(Saved data entries)

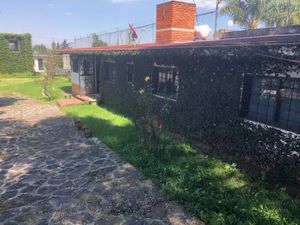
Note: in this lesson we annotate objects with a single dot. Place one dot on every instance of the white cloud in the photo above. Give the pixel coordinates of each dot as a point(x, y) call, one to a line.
point(230, 23)
point(67, 13)
point(208, 4)
point(123, 1)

INSTRUCTIONS TO FOLLOW
Rename "dot" to "marker" throughout the listing above, leave every other word unchanged, and omit the pictures from your answer.

EXERCISE SOLUTION
Note: in this lesson we annotate objects with a single marker. Place one marker on every instance of the white cloud in the photo above. Give the pixel coordinates of each marker as a point(x, y) call, one to a line.
point(230, 23)
point(67, 13)
point(208, 4)
point(123, 1)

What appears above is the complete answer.